*What the exercise asks*: Print every line of the listing exactly, please.
:: Task data
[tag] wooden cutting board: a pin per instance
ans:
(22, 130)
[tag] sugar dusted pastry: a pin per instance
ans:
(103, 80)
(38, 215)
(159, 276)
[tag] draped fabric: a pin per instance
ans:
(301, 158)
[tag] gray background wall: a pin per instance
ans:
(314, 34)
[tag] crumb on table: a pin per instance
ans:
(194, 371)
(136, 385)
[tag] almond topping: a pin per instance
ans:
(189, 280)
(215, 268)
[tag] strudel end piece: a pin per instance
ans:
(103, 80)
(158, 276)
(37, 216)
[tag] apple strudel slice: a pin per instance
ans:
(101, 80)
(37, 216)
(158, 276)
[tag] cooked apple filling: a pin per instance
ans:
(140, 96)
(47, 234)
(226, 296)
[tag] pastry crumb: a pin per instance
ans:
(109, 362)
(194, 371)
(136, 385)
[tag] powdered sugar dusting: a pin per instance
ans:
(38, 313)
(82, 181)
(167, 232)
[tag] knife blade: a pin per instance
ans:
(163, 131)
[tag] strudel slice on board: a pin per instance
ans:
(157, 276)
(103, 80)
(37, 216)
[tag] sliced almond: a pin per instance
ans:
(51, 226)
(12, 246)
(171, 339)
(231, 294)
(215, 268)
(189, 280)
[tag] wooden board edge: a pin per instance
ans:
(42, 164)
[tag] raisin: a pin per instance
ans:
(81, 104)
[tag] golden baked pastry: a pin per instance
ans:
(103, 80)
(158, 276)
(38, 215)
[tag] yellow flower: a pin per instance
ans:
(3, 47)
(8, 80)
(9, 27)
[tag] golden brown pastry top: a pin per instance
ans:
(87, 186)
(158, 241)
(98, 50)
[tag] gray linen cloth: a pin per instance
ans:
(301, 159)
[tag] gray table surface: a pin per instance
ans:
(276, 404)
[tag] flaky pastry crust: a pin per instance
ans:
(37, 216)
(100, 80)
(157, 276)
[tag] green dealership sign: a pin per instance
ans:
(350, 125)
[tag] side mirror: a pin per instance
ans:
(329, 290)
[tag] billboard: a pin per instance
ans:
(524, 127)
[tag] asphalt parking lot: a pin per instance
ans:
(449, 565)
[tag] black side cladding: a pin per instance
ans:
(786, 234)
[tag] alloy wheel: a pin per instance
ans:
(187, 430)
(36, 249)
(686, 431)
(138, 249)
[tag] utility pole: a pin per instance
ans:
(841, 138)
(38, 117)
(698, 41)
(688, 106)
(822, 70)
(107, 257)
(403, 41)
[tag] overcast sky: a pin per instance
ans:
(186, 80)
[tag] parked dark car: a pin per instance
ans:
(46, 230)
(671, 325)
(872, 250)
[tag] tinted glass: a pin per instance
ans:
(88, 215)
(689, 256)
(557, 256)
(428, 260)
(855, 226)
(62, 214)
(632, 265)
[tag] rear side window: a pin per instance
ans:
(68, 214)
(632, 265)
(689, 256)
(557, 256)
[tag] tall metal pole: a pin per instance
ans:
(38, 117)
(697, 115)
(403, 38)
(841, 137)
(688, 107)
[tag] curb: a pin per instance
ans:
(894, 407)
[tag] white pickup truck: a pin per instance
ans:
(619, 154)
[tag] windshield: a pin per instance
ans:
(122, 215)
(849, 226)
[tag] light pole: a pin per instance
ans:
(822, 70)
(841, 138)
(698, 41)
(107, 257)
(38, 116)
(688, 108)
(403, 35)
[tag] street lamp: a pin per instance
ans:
::::
*Answer*:
[tag] wooden cutting board: a pin per instance
ans:
(22, 130)
[tag] sugar dusted pastry: a pin per instance
ans:
(103, 80)
(38, 215)
(159, 276)
[tag] draped fabric: a pin per instance
ans:
(301, 158)
[tag] gray background wall: a pin per instance
ans:
(314, 34)
[tag] crumb on table: a pin per instance
ans:
(194, 371)
(136, 385)
[tag] almond topping: a pin per instance
ans:
(189, 280)
(215, 268)
[tag] strudel end piece: a pin per instance
ans:
(103, 80)
(158, 276)
(37, 216)
[tag] apple strudel slice: a pin per instance
ans:
(101, 80)
(37, 216)
(158, 276)
[tag] cooked apple filling: a pin per instance
ans:
(140, 96)
(47, 234)
(226, 296)
[tag] pastry crumb: a pin per instance
ans:
(109, 362)
(194, 371)
(136, 385)
[tag] powdered sugar dusting: a pin per instance
ans:
(38, 313)
(82, 181)
(167, 232)
[tag] knife blade: a pin per instance
ans:
(163, 131)
[tag] strudel slice on board: a pin per instance
ans:
(157, 276)
(103, 80)
(37, 216)
[tag] sliced almond: a pin per instance
ans:
(51, 226)
(12, 246)
(171, 339)
(231, 294)
(215, 268)
(189, 280)
[tag] wooden board edge: a pin per instance
ans:
(42, 164)
[tag] raisin: a pin per instance
ans:
(81, 104)
[tag] golden baked pastry: a pin per instance
ans:
(103, 80)
(158, 276)
(38, 215)
[tag] yellow flower: a pin per instance
ans:
(3, 47)
(8, 80)
(9, 27)
[tag] golden brown pastry top: a pin per instance
ans:
(87, 186)
(158, 241)
(98, 50)
[tag] gray linen cloth: a pin per instance
ans:
(301, 159)
[tag] gray table surface: a pin per instance
ans:
(276, 404)
[tag] flaky pastry crust: a pin per instance
ans:
(37, 216)
(100, 80)
(157, 276)
[tag] green dealership sign: a pin per instance
ans:
(350, 125)
[tag] side mirror: a pin per instance
ans:
(329, 290)
[tag] billboard: a pin per instance
ans:
(524, 127)
[tag] asphalt parking lot: a pin per instance
ans:
(449, 565)
[tag] black side cladding: a pin per instance
ans:
(786, 234)
[tag] alloy wheel: a pin per instance
ans:
(187, 430)
(36, 249)
(686, 431)
(138, 249)
[tag] utility pole: a pin per instance
ans:
(841, 138)
(38, 117)
(698, 41)
(688, 106)
(822, 70)
(107, 257)
(403, 41)
[tag] overcast sky: a pin per instance
ans:
(186, 80)
[tag] parked dark car: a pin per instance
ans:
(46, 230)
(671, 325)
(872, 250)
[tag] tinted glass: a pin per instance
ans:
(88, 215)
(689, 256)
(557, 256)
(428, 260)
(855, 226)
(62, 214)
(632, 265)
[tag] rear side window: a pin per instance
ans:
(68, 214)
(632, 265)
(689, 256)
(557, 256)
[tag] tall metal pole: a pin per instance
ans:
(38, 117)
(697, 115)
(403, 38)
(841, 137)
(688, 107)
[tag] curb: a pin per instance
ans:
(894, 407)
[tag] white pickup truck: a pin per instance
ans:
(619, 154)
[tag] windshield: a pin per instance
ans:
(122, 215)
(849, 226)
[tag] light pole: a pin per instance
ans:
(822, 70)
(841, 138)
(698, 41)
(107, 257)
(38, 116)
(688, 108)
(403, 35)
[tag] street lamp: a pin per instance
ans:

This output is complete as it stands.